**DATA EXTRACT:**
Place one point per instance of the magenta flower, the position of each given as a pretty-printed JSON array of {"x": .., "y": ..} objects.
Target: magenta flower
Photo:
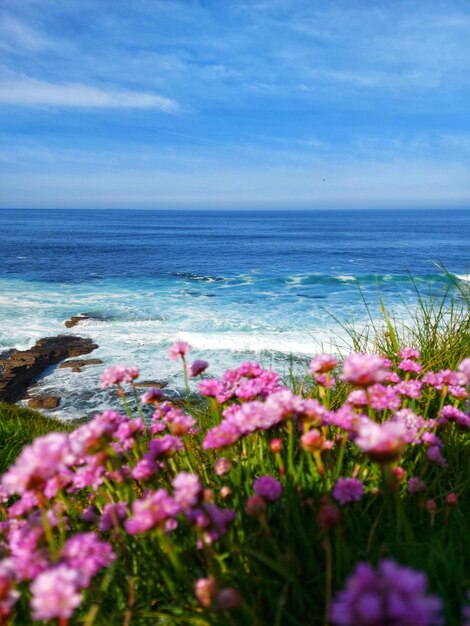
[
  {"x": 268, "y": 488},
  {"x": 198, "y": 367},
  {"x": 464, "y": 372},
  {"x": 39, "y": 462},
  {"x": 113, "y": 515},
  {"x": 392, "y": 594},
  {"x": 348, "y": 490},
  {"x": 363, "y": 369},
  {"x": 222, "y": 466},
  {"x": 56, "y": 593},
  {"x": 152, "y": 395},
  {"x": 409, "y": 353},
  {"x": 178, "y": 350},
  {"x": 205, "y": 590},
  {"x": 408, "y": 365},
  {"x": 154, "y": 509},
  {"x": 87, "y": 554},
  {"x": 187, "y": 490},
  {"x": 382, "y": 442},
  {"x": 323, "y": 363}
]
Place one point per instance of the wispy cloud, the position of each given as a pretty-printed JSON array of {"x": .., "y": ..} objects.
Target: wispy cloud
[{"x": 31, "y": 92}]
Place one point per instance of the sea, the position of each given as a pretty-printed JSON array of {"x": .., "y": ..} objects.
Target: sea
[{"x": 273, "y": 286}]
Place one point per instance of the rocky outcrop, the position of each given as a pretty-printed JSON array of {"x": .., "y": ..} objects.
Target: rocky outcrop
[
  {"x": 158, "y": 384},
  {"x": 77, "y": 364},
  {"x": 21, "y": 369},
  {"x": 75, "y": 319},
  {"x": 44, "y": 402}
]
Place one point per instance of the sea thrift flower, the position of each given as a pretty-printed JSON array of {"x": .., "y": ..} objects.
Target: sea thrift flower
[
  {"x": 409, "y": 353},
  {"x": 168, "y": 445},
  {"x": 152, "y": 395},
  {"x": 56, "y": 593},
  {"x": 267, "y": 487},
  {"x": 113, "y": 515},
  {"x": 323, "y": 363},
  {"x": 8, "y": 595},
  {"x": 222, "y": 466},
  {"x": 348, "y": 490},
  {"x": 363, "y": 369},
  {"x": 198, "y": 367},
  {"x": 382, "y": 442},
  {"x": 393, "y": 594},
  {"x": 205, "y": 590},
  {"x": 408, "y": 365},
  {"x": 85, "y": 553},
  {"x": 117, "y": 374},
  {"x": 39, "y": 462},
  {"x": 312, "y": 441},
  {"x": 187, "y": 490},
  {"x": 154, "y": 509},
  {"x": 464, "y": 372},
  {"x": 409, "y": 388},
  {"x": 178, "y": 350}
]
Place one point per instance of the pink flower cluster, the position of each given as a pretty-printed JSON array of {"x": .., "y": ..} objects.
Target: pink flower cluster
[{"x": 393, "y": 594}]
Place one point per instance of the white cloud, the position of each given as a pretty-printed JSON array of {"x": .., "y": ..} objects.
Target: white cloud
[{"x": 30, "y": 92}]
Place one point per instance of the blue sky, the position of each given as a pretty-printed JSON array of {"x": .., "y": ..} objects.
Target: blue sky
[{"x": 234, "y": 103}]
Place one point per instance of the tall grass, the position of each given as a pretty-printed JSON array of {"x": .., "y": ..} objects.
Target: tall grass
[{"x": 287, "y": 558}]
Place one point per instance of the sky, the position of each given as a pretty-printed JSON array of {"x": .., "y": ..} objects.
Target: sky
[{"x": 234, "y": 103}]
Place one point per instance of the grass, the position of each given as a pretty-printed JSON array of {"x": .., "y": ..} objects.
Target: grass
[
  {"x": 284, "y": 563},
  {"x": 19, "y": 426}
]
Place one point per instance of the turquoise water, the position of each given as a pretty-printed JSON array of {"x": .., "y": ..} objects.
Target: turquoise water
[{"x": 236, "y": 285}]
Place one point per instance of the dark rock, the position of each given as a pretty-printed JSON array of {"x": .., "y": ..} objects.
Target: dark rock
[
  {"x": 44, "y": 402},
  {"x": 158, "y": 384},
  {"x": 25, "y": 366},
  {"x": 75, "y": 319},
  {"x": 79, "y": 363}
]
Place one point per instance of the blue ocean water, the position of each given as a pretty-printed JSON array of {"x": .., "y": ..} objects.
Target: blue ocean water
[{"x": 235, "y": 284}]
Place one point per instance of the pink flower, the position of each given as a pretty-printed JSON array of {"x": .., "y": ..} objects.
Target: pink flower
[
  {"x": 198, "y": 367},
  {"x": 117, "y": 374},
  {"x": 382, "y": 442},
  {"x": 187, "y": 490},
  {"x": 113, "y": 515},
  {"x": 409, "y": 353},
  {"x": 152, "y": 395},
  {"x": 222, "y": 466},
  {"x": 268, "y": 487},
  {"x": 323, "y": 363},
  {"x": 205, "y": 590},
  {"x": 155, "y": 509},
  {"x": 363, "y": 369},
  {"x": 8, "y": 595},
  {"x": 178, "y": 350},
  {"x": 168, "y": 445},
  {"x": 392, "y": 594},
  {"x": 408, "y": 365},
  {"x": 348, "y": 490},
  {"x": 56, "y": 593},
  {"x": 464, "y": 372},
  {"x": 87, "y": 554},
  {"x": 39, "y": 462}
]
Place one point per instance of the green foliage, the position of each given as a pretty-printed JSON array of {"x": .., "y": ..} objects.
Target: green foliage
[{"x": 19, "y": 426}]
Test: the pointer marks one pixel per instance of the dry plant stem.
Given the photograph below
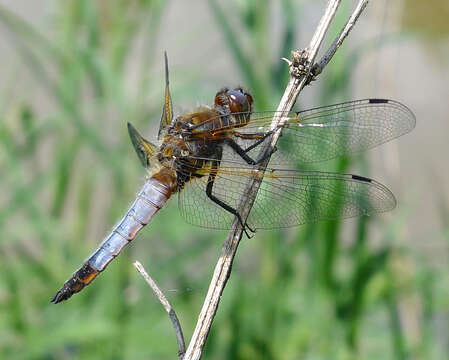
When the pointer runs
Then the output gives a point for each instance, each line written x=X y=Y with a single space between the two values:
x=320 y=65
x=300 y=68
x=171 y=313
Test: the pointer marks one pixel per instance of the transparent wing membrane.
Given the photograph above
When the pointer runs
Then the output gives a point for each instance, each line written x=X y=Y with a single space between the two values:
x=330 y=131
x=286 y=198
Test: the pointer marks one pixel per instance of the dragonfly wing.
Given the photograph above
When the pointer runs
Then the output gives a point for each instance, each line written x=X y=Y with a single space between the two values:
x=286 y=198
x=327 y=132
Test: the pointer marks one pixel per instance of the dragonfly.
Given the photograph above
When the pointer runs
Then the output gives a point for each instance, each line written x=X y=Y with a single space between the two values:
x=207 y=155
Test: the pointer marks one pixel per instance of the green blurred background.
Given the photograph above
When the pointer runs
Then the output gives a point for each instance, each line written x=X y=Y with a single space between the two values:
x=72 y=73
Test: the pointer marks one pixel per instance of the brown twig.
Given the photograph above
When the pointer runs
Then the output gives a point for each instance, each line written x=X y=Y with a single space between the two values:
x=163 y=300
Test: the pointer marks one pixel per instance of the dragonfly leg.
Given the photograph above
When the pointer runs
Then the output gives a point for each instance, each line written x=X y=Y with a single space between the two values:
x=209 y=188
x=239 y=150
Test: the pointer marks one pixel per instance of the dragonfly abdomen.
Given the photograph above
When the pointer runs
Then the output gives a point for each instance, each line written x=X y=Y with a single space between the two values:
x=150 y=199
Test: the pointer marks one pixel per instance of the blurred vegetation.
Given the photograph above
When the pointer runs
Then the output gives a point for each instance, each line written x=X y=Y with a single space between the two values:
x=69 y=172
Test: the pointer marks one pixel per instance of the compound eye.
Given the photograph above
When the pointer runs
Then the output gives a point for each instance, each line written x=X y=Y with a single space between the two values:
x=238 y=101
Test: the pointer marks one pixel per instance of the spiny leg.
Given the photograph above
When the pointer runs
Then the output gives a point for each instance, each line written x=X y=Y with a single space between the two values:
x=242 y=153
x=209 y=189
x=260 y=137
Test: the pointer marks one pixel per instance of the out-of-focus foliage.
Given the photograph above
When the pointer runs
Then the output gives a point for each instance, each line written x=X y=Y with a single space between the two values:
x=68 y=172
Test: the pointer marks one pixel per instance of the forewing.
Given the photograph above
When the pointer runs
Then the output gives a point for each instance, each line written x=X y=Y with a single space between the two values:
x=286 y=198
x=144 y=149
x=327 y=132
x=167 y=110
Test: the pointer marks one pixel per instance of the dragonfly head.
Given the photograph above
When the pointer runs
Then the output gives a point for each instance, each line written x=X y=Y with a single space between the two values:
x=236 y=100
--
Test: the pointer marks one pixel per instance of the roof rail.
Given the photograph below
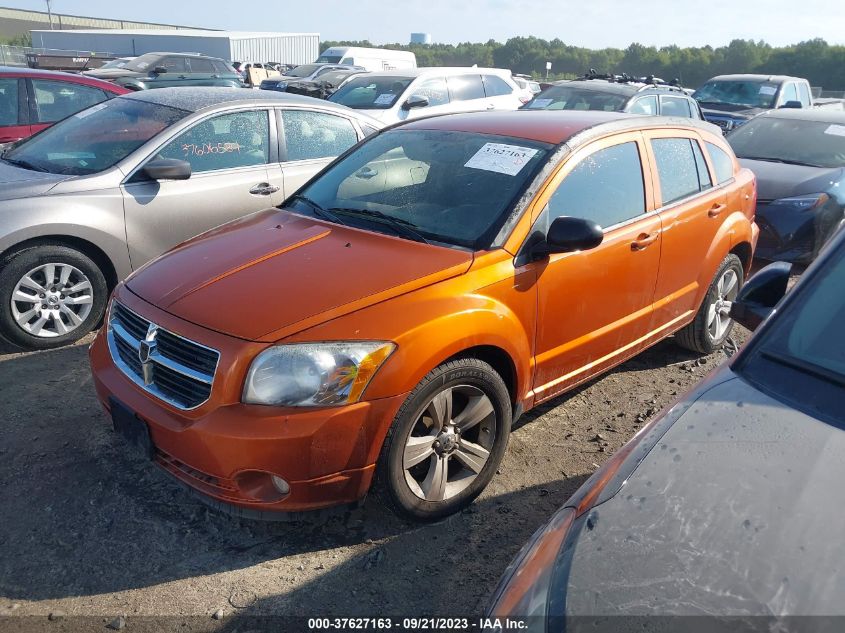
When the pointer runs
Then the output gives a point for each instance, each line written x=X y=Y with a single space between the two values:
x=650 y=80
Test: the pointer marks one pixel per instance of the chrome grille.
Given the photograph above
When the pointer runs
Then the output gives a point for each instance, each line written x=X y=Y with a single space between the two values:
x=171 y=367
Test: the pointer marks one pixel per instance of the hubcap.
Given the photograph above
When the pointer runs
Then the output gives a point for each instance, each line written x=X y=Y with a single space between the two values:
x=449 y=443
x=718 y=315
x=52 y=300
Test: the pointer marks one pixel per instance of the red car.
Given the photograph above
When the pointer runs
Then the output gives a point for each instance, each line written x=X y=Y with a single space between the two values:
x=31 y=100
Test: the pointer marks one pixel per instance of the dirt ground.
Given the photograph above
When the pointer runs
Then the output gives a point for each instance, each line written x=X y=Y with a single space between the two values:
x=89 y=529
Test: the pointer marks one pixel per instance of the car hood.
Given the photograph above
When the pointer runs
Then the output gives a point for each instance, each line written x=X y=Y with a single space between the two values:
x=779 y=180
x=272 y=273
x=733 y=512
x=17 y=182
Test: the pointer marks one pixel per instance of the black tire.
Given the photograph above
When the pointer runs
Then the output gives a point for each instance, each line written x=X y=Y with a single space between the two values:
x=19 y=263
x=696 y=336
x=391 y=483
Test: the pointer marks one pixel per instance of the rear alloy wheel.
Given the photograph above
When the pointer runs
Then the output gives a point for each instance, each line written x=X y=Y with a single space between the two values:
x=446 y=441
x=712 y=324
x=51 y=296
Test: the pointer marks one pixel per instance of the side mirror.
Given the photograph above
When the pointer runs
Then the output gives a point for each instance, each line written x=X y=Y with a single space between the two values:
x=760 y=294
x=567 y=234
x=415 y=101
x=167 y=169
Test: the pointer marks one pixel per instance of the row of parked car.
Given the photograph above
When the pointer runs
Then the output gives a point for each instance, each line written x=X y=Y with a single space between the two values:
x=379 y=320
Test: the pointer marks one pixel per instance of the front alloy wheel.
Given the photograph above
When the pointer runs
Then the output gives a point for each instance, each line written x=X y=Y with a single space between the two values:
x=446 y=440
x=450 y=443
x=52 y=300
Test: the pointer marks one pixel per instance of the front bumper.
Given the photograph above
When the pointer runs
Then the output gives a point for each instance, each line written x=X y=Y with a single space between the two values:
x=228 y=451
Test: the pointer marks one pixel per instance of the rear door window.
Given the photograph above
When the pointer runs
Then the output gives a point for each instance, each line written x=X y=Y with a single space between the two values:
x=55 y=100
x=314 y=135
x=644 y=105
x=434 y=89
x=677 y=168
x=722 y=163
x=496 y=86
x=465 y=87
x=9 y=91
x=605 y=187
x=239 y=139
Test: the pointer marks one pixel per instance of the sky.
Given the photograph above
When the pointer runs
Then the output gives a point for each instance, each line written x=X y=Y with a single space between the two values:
...
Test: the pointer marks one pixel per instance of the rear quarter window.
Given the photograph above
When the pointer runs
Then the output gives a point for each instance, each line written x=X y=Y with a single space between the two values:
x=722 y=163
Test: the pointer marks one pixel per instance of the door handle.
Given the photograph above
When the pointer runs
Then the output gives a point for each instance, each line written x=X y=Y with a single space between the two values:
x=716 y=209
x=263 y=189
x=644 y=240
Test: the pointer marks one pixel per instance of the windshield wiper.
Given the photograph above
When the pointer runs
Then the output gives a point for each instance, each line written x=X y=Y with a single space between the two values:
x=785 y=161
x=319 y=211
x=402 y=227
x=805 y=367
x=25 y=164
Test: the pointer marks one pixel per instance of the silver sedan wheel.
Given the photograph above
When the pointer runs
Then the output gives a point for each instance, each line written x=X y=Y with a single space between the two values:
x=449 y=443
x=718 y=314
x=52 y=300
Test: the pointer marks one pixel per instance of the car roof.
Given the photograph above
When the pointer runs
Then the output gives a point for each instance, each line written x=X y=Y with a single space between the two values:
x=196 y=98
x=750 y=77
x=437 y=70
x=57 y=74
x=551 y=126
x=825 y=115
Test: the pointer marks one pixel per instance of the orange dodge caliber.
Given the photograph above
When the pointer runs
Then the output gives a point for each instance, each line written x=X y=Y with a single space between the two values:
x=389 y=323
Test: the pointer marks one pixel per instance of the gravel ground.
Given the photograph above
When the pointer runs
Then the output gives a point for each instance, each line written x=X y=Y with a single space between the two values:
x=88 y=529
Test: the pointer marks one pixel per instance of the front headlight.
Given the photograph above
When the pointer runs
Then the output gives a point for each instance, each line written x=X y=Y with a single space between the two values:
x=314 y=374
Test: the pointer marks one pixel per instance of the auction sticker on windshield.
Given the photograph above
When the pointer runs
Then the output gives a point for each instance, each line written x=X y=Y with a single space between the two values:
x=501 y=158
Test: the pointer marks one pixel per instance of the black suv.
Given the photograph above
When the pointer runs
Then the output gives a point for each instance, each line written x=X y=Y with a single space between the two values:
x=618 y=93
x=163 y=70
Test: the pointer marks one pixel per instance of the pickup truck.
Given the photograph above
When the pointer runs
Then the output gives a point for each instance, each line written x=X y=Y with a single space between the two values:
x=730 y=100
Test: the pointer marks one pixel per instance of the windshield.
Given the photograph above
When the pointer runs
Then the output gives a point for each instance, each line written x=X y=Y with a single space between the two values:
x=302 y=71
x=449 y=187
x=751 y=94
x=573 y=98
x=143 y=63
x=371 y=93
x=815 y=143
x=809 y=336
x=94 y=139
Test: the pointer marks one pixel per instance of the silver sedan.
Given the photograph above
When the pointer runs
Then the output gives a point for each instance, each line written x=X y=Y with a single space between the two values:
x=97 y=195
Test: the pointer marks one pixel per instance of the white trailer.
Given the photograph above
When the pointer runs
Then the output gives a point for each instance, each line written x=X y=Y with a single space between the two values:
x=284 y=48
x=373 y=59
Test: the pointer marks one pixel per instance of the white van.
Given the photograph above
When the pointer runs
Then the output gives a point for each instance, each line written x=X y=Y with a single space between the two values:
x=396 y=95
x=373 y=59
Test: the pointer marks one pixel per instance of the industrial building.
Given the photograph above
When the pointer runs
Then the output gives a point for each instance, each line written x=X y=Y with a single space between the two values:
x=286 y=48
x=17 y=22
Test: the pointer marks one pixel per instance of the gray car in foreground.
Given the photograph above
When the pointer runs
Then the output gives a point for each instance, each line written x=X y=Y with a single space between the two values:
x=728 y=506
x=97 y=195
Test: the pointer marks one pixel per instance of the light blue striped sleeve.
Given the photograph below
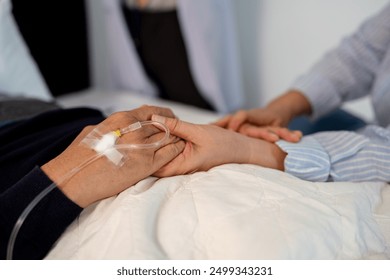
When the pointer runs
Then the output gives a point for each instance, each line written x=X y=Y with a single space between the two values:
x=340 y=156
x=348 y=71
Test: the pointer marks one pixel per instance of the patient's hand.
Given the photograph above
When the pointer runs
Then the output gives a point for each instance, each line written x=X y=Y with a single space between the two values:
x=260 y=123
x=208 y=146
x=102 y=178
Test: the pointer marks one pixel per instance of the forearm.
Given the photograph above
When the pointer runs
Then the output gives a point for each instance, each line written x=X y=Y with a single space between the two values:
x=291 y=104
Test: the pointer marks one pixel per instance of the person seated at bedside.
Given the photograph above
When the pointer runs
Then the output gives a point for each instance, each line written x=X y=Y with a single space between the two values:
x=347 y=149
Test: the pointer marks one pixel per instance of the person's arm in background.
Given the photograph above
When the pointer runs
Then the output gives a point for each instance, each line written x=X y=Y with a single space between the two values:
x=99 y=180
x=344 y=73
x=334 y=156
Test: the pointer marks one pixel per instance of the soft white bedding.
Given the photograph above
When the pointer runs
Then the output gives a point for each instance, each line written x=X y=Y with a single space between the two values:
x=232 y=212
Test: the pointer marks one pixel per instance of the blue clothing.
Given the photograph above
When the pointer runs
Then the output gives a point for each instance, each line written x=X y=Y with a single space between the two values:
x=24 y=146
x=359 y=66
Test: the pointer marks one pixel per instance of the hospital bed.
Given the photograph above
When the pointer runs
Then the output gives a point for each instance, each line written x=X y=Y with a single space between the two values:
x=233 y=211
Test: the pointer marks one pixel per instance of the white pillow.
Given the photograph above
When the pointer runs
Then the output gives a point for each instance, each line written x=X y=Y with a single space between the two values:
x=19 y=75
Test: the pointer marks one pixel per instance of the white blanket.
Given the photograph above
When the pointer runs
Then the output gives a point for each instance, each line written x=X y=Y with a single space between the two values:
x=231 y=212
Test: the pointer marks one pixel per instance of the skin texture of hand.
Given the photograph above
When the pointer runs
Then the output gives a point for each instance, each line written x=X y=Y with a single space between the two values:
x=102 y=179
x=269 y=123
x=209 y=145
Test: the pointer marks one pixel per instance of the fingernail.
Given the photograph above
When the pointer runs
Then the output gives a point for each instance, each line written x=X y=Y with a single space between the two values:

**AIM OF THE TASK:** If a line in the listing holds the word "blurred", list that line.

**ANSWER BOX:**
Test: the pointer marks one pixel per instance of the green blurred background.
Test: the pointer marks one pixel per instance of the blurred vegetation.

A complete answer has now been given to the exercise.